*INPUT MATERIAL*
* * * *

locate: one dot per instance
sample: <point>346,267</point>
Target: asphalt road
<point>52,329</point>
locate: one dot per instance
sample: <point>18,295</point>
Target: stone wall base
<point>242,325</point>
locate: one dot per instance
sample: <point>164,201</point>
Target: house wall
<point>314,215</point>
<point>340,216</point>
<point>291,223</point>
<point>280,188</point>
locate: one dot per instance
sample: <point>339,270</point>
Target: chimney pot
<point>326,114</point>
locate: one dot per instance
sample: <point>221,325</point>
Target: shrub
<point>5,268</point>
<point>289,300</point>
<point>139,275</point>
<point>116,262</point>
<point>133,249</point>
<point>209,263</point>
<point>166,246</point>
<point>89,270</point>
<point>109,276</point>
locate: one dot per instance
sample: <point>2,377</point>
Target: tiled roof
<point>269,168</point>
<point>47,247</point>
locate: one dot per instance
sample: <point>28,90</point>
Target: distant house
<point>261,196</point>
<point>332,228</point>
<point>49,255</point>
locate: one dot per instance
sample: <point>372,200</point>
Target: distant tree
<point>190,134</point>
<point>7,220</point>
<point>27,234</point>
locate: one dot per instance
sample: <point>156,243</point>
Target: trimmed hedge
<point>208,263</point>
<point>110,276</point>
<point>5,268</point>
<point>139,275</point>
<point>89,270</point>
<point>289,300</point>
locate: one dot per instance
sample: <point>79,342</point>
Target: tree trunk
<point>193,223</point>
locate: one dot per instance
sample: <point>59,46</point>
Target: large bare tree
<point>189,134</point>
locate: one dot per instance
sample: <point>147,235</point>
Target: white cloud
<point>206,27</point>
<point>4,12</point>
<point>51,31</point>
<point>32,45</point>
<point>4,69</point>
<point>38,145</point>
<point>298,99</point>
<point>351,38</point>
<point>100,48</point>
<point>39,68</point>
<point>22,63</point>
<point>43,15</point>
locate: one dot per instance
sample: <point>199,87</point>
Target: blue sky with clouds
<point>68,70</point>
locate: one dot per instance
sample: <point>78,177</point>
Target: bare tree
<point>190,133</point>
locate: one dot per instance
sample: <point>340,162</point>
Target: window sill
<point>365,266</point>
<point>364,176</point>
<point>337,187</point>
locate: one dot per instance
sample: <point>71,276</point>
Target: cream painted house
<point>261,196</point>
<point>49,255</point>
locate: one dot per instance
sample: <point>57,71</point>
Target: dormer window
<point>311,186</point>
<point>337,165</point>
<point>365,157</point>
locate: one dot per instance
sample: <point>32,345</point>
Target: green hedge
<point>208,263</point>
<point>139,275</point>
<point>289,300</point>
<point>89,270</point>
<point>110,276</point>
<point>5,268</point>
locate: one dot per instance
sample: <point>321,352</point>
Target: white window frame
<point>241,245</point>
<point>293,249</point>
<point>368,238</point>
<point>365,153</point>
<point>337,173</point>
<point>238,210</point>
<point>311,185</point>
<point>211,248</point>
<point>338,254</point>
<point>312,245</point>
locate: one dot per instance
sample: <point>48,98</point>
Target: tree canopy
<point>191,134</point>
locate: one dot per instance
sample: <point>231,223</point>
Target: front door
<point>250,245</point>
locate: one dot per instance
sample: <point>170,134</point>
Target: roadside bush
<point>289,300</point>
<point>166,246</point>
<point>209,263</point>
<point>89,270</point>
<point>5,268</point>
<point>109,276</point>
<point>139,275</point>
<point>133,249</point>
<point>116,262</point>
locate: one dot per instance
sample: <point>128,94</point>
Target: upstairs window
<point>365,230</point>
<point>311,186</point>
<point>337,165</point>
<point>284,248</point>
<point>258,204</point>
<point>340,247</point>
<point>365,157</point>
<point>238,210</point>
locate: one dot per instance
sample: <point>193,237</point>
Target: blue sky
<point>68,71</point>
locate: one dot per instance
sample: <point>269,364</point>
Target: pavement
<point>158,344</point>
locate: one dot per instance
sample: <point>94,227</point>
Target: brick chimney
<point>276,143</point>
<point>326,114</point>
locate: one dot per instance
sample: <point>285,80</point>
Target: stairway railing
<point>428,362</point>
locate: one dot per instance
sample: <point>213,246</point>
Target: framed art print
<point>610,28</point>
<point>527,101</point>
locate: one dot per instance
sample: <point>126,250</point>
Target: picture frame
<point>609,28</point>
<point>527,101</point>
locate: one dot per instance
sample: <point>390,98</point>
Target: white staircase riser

* * * *

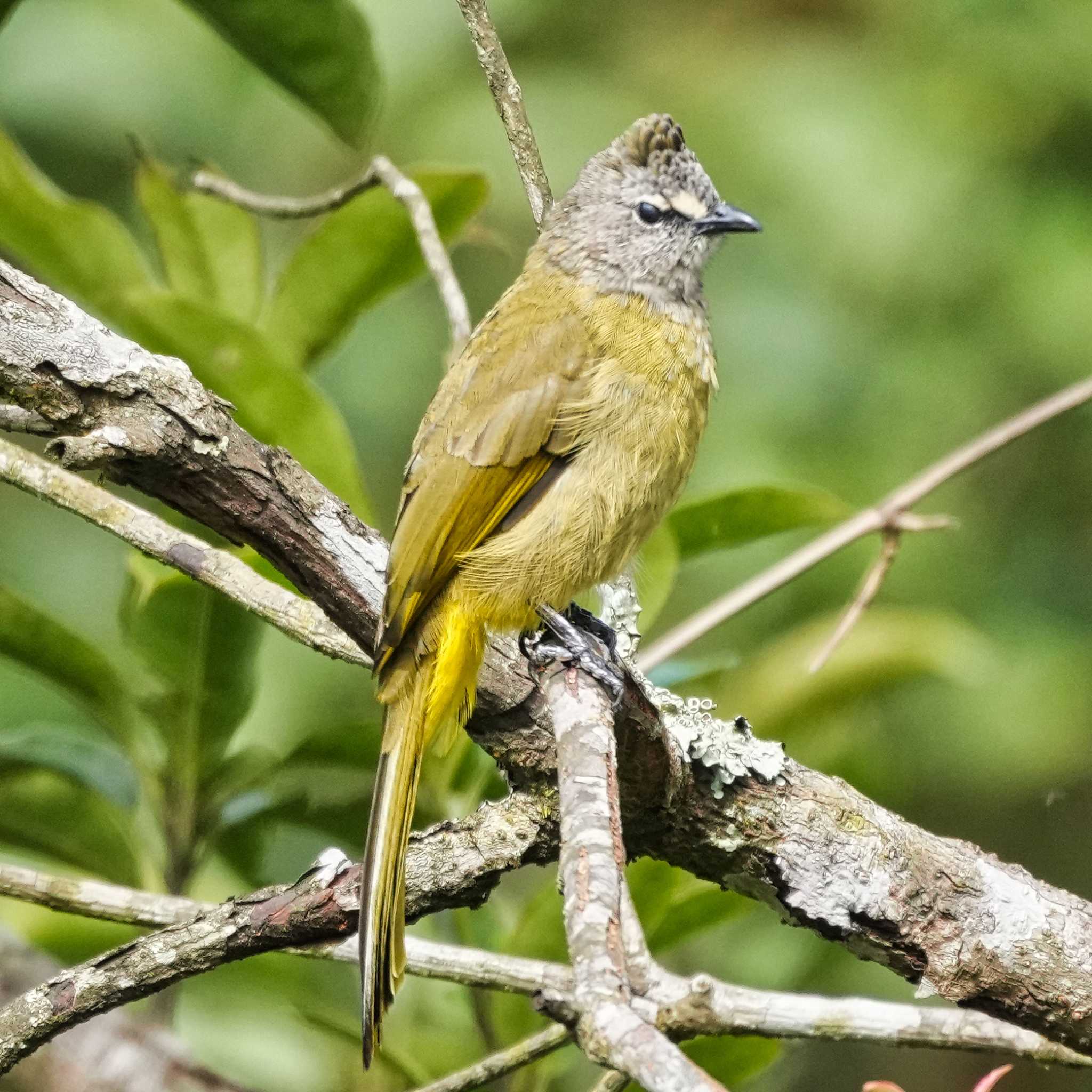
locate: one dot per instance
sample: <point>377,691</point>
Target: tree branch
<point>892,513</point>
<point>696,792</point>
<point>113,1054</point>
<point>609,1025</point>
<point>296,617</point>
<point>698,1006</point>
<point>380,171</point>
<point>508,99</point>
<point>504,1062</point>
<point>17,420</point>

* * * *

*STATED TASK*
Count the lines in the rows above that contain the word "chimney" and give only that number.

*TASK OUTPUT*
2